:: Exercise passage ::
Performance Crime-fighting

The main impact of social media performances on law enforcement has been to enhance and extend surveillance. Social media provide access to the personal diaries, photo albums, and home movies of millions of people, most of it freely provided so that the 21st century is an era of unprecedented self-surveillance. The historical prerequisite that a person must be under suspicion to be brought under surveillance has faded, and broadly targeted, automatic, continuous surveillance is the norm. The popularity of self-surveillance makes hidden and pervasive surveillance more acceptable due to the fact that when voluntary performances are ubiquitous, surveillance is not perceived as intrusive and being in a camera’s view is no longer unusual. Public space surveillance as non-consensual passive consent performances is exemplified by law enforcement-operated surveillance camera systems and the rise of car, body, and community surveillance camera systems. From these systems images are regularly culled for evidence as well as news content.

The lure of self-surveillance and self-promotion is such that a number of fugitives have provided enough information on social media for law enforcement to determine their identities and locations. Unsolicited voluntary performances from offenders have also resulted in a number of posted confessions. In these performances, offenders post scenes that clearly reflect and sometimes openly boast of their guilt. Lastly law enforcement agencies have developed social media-based counter-performances, a common one being to pose as pedophiles to attract and capture sex offenders. In these performances police falsely perform to lure individuals who then unknowingly perform as predators in surreptitiously recorded performance crimes.

What drives crime and justice performances?

In criminal justice systems, information traditionally has been textual, linear, impersonal, and paper based and flowed in one direction across loosely coupled criminal justice agencies. Social media content, in contrast, is multi-medium, digital, holistic, emotional, and image dominated. As social media have broadened access to and altered the nature of crime and justice information, crime and justice performances have become more fluid, multi-directional products whose owners are not readily apparent. Thus, information flows naturally in all directions through social media while in criminal justice it traditionally flowed in one downstream direction. Substantial impacts on criminal justice systems from the emergence of free-wielding social media linked crime and justice performances were unavoidable.

It is therefore not surprising that social media created both issues and opportunities for criminal justice. Social media performances will alter the way crime is committed by offenders, cases are processed by criminal justice agencies, and justice is experienced by citizens. The most noticeable effect is through ‘performance crime’ committed to gain attention, but other less visible effects on criminal justice such as on juror behavior will be equally significant. The growth of performance crime and justice is producing a unique set of phenomena that criminal justice systems worldwide will have to manage.

(Data for grounding referring expressions)

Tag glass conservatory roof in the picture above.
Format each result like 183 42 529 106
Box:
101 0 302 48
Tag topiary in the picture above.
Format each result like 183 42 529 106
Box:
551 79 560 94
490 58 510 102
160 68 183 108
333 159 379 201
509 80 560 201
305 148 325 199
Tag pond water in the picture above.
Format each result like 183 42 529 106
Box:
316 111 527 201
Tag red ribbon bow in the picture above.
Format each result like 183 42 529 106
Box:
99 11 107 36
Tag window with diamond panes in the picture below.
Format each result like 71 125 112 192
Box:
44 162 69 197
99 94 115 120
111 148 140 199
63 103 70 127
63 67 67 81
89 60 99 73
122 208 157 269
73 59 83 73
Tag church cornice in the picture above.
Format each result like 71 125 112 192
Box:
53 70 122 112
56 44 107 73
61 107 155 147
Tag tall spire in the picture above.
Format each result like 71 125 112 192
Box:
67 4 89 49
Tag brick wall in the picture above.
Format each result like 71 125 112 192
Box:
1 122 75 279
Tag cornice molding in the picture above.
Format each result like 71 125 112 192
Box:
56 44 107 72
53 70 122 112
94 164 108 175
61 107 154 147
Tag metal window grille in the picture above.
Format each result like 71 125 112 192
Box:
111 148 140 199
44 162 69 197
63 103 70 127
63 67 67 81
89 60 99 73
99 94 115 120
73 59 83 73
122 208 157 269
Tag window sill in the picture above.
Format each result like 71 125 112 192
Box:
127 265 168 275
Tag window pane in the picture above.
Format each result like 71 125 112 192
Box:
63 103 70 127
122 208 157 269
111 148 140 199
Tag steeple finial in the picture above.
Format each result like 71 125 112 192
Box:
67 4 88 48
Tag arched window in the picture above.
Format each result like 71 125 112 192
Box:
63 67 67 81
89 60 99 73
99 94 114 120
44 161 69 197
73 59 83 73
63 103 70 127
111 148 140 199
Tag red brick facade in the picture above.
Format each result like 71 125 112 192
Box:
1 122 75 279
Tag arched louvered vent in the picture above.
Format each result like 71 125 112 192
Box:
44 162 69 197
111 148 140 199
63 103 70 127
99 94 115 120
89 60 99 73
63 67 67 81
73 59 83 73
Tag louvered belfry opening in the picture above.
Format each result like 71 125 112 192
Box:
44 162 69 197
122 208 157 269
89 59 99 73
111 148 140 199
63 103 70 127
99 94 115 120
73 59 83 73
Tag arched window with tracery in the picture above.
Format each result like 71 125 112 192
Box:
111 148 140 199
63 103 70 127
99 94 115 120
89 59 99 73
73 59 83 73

:: What to produce ::
Rewrite the passage on performance crime from "It is therefore" down to "have to manage.", replacing "juror behavior" with "witness testimony". These entries have nothing to do with the text.

:: Expected answer ::
It is therefore not surprising that social media created both issues and opportunities for criminal justice. Social media performances will alter the way crime is committed by offenders, cases are processed by criminal justice agencies, and justice is experienced by citizens. The most noticeable effect is through ‘performance crime’ committed to gain attention, but other less visible effects on criminal justice such as on witness testimony will be equally significant. The growth of performance crime and justice is producing a unique set of phenomena that criminal justice systems worldwide will have to manage.